[[ Passage shown open ]]
Ingredients:
- 2 medium sweet potatoes
- 1 cup cooked quinoa
- 1/2 cup plain Greek yogurt (or a dairy-free alternative)
- 1/2 cup roasted chickpeas
- 1/2 avocado, sliced
- 1/4 cup sauerkraut or fermented vegetables
- 1 tbsp tahini
- 1 tsp lemon juice
- 1 tsp olive oil
- Fresh herbs (parsley or cilantro) for garnish
Instructions:
- Roast the sweet potatoes: Preheat oven to 400°F (200°C). Pierce sweet potatoes with a fork, place on a baking sheet, and roast for 45-60 minutes until tender.
- Prepare the toppings: While the sweet potatoes cook, rinse and drain chickpeas, then roast with a drizzle of olive oil and seasoning (paprika, cumin, or turmeric) until crispy.
- Assemble the bowl: Slice the roasted sweet potatoes lengthwise and fluff the insides with a fork. Top with quinoa, Greek yogurt, avocado, roasted chickpeas, and sauerkraut.
[[ Passage shown closed ]]
### Task details
Write the next part of the sweet potato bowl recipe, starting after its last instruction.
[[ Extracted information open ]]
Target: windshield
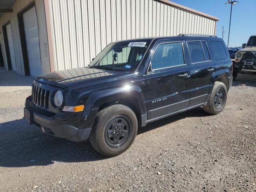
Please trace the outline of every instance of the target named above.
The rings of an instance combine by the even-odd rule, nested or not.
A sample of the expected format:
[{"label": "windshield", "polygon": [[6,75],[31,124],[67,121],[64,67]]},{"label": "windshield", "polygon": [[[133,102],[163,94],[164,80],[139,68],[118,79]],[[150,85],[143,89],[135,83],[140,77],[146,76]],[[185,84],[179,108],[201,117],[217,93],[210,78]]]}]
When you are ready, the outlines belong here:
[{"label": "windshield", "polygon": [[250,47],[252,46],[256,46],[256,36],[251,37],[246,45],[247,47]]},{"label": "windshield", "polygon": [[113,70],[135,70],[142,59],[150,41],[131,40],[111,43],[90,64],[88,67]]}]

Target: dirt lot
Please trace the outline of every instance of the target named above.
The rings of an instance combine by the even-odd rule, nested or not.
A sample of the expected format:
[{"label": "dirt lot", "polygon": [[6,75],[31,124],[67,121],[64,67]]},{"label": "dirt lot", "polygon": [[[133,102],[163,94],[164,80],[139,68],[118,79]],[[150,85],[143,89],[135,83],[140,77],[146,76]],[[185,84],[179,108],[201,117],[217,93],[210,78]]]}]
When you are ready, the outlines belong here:
[{"label": "dirt lot", "polygon": [[152,123],[110,158],[28,125],[30,91],[0,94],[0,191],[256,191],[256,84],[239,75],[220,114]]}]

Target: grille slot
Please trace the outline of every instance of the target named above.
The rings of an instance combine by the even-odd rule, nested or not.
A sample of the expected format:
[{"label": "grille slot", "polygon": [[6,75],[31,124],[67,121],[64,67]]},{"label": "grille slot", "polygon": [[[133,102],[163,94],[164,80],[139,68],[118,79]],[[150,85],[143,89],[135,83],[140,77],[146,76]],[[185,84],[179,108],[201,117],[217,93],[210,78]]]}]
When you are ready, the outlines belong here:
[{"label": "grille slot", "polygon": [[32,86],[32,101],[38,107],[48,109],[49,107],[50,90],[39,87],[35,84]]}]

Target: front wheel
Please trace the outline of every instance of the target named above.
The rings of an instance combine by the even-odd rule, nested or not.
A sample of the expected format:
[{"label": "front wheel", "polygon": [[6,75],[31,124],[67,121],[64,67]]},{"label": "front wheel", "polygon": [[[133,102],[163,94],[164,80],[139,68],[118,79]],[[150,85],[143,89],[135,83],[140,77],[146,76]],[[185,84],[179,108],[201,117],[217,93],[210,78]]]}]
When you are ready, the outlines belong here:
[{"label": "front wheel", "polygon": [[210,114],[218,114],[224,108],[228,92],[225,84],[222,82],[216,81],[209,97],[207,104],[203,106],[204,110]]},{"label": "front wheel", "polygon": [[138,121],[132,110],[122,105],[115,105],[98,112],[90,135],[92,147],[109,157],[127,150],[137,135]]},{"label": "front wheel", "polygon": [[236,77],[237,77],[237,75],[238,74],[238,72],[233,72],[233,80],[234,81],[235,80],[236,80]]}]

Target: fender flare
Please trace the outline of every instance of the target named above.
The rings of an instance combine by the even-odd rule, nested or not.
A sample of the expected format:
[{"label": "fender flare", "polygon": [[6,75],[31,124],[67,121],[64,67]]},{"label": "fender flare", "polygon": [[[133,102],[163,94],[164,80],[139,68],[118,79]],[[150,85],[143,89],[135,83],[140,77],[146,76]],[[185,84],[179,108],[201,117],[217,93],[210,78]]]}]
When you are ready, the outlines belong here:
[{"label": "fender flare", "polygon": [[124,87],[115,88],[95,92],[88,98],[85,110],[98,109],[104,103],[128,98],[136,99],[141,114],[146,113],[145,98],[140,87],[138,86],[126,85]]}]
[[ Extracted information closed ]]
### Response to the exercise
- Make the tahini drizzle: Mix tahini, lemon juice, and a splash of water until smooth. Drizzle over the bowl.
- Garnish and serve: Sprinkle with fresh herbs and enjoy warm or at room temperature.
Cooking Inspiration:
- Swap quinoa for wild rice or millet for variety.
- Add sautéed greens like kale or spinach for extra fiber.
- Use the bowl as a base for leftover roasted vegetables or proteins.
Both recipes are simple, nutrient-dense, and perfect for supporting your microbiome!